- Exercise task
Reproduce only the lines from the line containing "Guideline: for each instance of the yellow buttercream" to the end of the entries below, including both of those lines.

# # # #

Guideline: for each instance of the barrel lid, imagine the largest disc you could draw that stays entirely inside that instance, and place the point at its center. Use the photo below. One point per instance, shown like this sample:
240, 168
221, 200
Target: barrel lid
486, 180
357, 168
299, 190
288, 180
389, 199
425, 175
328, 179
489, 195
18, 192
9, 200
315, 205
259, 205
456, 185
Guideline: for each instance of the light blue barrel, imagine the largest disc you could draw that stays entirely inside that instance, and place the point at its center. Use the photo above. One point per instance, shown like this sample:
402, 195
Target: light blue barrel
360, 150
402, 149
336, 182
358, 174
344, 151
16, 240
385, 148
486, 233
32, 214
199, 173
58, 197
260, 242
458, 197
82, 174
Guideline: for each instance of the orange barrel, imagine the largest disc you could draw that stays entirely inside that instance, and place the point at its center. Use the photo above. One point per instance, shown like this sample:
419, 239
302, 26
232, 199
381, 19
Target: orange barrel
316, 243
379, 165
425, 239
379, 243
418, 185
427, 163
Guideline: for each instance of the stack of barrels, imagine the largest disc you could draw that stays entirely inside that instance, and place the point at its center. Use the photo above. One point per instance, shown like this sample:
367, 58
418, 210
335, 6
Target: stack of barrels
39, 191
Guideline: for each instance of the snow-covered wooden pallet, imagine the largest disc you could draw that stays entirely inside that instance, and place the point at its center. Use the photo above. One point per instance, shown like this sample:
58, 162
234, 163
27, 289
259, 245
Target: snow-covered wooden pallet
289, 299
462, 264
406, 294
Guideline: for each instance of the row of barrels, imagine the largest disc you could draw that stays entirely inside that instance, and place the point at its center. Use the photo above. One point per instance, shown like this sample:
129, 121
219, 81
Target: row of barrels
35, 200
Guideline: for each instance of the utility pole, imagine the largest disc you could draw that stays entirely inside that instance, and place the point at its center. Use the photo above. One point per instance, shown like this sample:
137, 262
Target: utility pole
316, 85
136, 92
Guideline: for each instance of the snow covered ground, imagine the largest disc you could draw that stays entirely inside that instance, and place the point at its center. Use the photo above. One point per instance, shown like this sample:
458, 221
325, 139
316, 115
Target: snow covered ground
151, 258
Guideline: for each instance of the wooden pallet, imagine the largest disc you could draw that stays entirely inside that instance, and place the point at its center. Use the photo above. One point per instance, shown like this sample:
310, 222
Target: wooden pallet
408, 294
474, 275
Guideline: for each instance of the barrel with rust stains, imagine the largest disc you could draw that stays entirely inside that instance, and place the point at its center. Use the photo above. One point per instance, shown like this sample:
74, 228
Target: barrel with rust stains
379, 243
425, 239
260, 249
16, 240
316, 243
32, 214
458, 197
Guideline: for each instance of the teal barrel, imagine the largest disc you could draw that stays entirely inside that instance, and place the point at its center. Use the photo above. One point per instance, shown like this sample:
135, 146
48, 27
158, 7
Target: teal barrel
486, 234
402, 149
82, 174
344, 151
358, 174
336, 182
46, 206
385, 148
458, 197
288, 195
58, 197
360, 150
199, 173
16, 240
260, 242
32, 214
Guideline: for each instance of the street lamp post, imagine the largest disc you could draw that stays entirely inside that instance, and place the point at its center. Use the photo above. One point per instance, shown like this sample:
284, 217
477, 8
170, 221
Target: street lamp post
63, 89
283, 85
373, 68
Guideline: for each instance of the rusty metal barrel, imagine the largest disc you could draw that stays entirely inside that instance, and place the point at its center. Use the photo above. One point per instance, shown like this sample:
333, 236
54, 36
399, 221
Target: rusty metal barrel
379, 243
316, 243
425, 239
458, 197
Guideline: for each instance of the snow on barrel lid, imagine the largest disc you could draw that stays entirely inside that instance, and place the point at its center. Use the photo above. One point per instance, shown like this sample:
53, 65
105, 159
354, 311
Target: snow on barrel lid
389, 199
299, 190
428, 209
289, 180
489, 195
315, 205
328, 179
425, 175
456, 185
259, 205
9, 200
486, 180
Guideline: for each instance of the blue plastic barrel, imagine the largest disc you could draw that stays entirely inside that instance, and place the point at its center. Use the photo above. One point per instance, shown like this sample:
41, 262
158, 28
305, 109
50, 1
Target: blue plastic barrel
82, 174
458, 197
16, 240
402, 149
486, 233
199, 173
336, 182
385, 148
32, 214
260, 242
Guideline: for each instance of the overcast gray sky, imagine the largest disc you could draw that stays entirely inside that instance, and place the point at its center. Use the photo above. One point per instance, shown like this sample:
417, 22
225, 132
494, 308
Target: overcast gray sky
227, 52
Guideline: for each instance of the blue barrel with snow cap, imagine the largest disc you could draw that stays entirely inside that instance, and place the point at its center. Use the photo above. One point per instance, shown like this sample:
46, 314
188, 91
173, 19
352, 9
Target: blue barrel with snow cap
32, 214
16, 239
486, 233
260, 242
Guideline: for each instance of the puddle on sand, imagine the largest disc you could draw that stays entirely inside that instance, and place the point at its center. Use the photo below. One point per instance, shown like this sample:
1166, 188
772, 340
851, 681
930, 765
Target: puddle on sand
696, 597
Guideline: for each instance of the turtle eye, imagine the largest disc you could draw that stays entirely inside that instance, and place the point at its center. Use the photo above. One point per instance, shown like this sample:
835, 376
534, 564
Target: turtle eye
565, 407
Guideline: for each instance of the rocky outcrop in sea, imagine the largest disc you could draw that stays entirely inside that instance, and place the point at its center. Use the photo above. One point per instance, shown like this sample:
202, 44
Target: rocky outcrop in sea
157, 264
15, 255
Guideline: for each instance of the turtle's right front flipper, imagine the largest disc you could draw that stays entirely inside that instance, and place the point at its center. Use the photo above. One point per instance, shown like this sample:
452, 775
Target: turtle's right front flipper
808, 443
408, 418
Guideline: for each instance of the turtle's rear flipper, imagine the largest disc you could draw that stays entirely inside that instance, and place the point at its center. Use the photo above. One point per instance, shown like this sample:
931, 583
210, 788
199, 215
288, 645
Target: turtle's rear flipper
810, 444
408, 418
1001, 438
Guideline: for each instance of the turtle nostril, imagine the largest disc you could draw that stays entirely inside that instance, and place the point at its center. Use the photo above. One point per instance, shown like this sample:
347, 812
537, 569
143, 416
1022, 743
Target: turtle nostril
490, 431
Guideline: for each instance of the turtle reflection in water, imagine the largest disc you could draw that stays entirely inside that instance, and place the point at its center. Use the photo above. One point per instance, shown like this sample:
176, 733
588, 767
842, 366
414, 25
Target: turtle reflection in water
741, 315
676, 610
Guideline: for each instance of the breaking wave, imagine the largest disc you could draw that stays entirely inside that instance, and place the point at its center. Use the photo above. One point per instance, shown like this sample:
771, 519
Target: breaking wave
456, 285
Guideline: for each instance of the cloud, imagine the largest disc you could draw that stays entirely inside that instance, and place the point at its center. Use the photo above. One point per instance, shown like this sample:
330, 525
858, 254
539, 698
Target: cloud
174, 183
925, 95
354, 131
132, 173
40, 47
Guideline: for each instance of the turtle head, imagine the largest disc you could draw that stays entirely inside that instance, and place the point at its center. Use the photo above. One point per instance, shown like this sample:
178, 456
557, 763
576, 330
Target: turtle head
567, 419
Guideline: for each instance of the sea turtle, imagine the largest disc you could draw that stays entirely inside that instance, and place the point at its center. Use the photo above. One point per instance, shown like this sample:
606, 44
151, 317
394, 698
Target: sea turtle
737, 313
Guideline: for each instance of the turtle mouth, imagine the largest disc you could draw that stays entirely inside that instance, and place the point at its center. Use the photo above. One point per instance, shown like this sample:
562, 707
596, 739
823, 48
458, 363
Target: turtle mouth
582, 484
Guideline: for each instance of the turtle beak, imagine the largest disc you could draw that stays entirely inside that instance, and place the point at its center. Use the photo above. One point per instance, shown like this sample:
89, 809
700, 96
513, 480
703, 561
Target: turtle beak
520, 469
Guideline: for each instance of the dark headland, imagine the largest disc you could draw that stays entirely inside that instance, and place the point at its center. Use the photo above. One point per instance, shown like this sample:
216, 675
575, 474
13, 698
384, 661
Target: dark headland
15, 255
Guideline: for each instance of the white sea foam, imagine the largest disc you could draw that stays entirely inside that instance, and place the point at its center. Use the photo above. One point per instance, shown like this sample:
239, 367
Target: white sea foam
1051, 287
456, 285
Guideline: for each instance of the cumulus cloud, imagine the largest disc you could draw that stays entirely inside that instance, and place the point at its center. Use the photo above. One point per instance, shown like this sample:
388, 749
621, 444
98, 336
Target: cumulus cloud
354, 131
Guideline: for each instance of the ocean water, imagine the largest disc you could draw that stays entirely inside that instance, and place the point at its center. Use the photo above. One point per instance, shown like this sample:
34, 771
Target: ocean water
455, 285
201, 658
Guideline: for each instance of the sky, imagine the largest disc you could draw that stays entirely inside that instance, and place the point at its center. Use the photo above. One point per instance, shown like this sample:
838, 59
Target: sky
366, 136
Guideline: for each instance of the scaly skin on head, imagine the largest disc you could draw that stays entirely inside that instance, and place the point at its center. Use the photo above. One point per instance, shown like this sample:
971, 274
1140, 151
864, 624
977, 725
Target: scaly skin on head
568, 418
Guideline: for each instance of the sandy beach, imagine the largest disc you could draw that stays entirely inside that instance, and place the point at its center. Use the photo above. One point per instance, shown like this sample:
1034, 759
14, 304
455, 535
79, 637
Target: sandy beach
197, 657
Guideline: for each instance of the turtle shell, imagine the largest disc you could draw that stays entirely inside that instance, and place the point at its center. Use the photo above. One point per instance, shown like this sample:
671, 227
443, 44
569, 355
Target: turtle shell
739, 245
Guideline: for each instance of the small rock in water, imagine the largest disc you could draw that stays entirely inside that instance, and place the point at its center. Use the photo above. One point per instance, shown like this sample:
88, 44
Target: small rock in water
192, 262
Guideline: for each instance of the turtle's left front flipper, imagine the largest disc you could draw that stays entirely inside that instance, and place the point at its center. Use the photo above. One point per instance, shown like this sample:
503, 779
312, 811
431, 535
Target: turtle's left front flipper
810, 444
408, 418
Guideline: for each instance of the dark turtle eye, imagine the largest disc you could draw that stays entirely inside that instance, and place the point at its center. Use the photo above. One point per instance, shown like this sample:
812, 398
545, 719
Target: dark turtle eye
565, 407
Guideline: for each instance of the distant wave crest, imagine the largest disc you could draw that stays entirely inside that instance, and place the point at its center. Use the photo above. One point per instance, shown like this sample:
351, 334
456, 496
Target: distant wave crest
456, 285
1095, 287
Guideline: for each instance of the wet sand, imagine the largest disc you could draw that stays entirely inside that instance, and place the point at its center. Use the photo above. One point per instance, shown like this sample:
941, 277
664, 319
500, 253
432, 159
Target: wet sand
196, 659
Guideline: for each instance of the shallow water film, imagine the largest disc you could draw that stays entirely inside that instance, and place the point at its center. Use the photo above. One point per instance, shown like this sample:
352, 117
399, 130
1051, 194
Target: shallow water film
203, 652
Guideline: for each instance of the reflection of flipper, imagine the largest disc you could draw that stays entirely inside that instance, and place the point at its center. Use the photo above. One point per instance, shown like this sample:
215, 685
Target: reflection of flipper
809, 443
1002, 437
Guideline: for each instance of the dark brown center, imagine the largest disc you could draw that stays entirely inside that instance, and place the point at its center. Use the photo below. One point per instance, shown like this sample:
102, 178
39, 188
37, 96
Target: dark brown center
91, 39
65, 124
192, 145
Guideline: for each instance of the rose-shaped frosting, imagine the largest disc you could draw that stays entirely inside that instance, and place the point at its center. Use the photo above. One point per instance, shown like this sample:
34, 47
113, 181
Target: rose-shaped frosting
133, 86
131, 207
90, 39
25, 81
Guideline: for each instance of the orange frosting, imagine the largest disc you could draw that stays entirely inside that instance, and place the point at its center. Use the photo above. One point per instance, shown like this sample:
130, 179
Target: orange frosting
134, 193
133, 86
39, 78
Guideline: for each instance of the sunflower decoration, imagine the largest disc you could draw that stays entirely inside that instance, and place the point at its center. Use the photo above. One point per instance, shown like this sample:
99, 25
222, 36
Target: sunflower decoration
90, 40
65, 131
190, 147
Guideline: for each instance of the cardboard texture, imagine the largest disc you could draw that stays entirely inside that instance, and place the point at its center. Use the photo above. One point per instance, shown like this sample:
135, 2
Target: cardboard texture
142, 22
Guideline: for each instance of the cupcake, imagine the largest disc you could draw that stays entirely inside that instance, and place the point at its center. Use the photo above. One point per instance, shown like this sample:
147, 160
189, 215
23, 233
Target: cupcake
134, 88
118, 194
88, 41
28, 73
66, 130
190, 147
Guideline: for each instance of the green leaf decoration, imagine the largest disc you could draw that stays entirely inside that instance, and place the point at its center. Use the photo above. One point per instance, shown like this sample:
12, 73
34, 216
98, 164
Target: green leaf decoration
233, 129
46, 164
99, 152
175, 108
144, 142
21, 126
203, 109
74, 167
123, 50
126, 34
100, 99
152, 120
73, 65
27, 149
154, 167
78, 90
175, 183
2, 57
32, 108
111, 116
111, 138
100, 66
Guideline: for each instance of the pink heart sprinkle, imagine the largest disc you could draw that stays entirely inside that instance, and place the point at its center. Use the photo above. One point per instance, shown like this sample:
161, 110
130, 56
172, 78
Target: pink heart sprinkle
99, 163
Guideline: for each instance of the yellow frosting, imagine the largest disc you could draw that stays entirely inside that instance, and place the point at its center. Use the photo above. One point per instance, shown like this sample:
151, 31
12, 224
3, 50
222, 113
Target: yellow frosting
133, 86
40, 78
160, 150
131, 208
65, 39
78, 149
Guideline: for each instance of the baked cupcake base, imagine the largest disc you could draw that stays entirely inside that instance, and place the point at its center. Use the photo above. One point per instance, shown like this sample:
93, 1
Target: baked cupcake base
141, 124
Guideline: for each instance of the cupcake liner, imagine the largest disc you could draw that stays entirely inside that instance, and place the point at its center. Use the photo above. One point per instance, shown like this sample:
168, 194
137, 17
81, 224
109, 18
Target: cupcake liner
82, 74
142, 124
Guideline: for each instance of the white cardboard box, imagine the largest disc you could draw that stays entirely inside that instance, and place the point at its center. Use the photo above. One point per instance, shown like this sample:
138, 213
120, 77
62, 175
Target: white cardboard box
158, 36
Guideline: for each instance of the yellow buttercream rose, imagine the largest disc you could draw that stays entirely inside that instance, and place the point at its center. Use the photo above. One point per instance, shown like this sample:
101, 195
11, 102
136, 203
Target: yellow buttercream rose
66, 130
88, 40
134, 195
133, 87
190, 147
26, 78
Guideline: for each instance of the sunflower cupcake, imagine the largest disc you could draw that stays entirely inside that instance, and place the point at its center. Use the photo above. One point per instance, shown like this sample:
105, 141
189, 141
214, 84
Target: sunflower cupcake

# # # #

- Response for this exercise
Guideline: for each instance of the yellow buttercream rose, imagine the largest disc you could draw that stays entirely inside that instance, and place the point at its center. Use the photo above. One point per instance, shown like this sample:
101, 195
11, 102
136, 203
Target: yellow buttercream rose
66, 130
88, 40
134, 195
133, 87
190, 147
26, 78
Guideline: for each instance of the sunflower cupcake, imagine the largest disc you could draw that stays entirely inside that instance, and place the point at its center. Use the photo above. One point per instance, shown like this sample:
105, 141
189, 141
214, 84
Target: sunflower cupcake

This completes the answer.